> [Set task]:
Copy the material below from its first line through the line containing "x=118 y=219", keeping every line, requests included, and raise each coordinate in the answers by 25. Leave the numbers in the requests and their format samples unchanged.

> [Records for the exercise]:
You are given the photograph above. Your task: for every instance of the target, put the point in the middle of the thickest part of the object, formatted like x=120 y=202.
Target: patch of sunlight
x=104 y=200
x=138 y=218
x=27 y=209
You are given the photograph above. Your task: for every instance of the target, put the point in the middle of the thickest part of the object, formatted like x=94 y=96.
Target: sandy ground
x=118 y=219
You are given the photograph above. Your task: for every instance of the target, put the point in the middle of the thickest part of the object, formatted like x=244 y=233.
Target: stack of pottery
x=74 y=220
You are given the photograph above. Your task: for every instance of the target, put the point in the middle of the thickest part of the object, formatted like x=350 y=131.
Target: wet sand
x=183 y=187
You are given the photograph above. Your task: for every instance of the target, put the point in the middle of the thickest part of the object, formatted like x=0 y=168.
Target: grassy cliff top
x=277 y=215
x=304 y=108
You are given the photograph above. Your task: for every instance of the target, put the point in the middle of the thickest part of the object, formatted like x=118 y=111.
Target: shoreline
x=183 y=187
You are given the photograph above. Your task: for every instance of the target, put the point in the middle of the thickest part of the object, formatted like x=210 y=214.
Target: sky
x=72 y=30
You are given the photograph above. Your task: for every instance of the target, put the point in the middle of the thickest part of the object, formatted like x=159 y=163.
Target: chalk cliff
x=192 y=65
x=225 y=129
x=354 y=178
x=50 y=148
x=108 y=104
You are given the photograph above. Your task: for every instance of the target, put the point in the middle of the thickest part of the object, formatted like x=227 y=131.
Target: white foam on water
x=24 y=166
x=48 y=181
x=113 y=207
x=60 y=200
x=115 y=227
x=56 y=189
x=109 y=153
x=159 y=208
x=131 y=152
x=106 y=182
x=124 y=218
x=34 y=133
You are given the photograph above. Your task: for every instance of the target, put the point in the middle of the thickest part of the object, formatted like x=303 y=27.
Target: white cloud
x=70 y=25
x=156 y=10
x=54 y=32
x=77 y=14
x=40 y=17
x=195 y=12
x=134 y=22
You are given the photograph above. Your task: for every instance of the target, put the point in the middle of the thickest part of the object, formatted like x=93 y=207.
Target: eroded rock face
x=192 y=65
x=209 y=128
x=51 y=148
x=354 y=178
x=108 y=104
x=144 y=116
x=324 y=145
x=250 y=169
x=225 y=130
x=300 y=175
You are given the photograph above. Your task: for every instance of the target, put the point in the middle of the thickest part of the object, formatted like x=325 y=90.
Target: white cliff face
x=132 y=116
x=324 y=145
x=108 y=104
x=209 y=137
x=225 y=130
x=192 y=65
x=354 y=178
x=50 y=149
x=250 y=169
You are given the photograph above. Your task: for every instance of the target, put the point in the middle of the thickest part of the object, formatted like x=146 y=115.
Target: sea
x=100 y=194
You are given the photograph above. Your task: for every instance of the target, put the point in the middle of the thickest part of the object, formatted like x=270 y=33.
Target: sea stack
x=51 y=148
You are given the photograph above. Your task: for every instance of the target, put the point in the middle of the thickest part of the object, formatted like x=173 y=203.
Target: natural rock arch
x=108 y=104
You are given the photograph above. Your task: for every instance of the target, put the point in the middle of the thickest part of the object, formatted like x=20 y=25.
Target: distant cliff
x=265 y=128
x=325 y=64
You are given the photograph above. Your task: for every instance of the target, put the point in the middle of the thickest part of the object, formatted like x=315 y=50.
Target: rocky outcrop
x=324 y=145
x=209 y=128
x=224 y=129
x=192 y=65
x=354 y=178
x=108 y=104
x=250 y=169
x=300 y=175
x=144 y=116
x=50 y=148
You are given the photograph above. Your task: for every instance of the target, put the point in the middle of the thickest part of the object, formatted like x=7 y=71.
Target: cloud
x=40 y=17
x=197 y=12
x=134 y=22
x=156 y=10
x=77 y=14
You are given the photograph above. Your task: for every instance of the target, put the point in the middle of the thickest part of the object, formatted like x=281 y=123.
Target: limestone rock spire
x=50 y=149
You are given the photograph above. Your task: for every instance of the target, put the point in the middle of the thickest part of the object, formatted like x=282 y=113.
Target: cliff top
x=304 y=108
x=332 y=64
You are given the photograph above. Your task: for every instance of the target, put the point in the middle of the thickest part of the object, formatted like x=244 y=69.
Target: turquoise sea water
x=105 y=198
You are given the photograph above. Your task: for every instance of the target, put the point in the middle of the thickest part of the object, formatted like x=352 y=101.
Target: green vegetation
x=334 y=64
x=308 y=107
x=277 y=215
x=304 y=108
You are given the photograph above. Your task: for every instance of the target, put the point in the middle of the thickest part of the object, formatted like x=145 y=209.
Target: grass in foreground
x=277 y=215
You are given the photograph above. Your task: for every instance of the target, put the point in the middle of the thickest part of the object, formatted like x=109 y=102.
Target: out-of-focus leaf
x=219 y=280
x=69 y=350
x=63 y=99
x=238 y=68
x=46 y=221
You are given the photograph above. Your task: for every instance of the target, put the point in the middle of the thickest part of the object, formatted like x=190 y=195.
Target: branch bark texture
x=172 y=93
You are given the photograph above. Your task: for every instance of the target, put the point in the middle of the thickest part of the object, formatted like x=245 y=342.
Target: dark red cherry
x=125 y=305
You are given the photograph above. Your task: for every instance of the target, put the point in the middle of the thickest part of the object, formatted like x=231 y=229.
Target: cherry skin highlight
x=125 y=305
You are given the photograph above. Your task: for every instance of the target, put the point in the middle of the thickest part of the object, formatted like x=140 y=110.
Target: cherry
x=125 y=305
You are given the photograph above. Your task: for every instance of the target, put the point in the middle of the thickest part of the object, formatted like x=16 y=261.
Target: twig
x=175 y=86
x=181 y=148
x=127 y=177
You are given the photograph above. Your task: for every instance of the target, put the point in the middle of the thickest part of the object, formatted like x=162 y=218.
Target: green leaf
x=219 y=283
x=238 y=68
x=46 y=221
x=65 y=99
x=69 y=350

> [Solved exercise]:
You are given the photograph above. Your task: for every instance of the target, put the point in the middle of the thickest part of the object, formatted like x=120 y=202.
Target: patch of sunlight
x=129 y=225
x=163 y=243
x=52 y=234
You are given the photograph above. Your task: for every instance of the target, put the point in the middle of the thickest part of the object, formatted like x=94 y=96.
Target: sandy ground
x=143 y=244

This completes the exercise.